The request: Please reproduce each of the records below word for word, with no changes.

Records to process:
**********

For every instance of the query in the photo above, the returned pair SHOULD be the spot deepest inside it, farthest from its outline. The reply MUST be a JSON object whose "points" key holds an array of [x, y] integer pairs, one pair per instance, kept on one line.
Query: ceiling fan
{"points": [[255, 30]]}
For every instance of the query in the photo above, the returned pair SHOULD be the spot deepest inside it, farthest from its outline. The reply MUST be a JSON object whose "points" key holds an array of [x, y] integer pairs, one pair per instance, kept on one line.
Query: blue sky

**********

Solution for this exercise:
For every instance of the query in the photo above, the returned pair SHOULD be the spot deepest inside it, farthest from its outline. The reply MUST be a JSON object whose "points" key holds an array of [x, y] integer pairs, one pair per instance, kept on one line.
Query: ceiling fan
{"points": [[255, 30]]}
For every instance of the query in the photo above, the returned pair SHOULD be the spot deepest inside it, farthest from its outline. The reply MUST be a JSON object whose "points" key holds an array of [x, y] integer pairs, one pair per instance, kept on one line.
Query: blue sky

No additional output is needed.